● **Instruction**
How many lines in the entries below contain the word "tell"? Reply with the number alone.

====== Stored data ======

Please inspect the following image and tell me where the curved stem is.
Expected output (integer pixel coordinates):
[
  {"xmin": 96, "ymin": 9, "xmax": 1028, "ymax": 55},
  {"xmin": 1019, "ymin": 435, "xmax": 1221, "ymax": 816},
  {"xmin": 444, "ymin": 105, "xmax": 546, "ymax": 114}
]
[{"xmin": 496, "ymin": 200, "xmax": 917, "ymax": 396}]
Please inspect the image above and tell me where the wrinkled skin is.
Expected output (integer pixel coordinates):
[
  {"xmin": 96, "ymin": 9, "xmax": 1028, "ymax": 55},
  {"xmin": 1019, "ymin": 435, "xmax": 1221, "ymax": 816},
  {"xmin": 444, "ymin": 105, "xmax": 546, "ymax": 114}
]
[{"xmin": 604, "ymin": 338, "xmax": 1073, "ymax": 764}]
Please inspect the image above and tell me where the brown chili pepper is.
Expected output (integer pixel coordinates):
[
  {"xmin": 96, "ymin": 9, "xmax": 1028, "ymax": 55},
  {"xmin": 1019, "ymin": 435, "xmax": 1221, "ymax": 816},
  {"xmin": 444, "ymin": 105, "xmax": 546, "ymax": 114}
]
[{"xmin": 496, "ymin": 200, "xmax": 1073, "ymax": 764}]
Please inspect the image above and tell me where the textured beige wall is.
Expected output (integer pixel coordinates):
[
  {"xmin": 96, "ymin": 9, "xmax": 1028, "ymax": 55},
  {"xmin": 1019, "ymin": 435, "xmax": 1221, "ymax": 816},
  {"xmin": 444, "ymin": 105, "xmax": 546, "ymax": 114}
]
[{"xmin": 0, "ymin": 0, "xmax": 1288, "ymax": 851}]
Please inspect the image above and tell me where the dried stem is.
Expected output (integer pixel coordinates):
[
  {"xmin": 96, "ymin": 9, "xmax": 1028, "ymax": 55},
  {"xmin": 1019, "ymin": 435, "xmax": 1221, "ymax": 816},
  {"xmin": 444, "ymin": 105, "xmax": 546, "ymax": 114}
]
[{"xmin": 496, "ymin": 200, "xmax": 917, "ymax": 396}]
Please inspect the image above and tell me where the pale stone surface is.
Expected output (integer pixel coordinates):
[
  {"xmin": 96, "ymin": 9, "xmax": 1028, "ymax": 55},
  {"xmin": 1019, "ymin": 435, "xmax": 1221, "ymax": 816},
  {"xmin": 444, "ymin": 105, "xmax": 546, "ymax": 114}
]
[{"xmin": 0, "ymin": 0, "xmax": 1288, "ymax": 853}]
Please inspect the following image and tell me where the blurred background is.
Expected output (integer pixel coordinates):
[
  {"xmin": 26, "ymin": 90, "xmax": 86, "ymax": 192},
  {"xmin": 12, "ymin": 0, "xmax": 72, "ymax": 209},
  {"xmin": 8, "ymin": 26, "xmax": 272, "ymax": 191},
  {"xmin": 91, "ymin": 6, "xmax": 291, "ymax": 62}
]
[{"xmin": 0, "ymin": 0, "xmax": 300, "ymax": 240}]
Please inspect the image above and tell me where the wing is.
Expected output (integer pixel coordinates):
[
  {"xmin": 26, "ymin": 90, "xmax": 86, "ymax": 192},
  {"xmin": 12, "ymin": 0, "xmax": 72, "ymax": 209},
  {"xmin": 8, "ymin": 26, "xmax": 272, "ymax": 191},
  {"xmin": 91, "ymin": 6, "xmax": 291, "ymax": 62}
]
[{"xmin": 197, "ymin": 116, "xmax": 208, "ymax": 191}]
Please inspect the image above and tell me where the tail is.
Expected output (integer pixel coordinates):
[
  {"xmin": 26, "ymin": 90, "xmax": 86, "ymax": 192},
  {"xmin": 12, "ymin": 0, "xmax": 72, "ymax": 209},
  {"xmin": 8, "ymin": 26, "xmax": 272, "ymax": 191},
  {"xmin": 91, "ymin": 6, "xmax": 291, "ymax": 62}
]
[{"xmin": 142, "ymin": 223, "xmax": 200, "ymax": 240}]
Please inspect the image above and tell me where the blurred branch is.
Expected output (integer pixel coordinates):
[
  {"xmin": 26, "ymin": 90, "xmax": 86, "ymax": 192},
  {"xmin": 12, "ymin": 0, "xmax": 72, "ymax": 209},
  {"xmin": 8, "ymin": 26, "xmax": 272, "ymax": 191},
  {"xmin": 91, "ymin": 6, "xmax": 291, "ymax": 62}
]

======

● **Finished answer**
10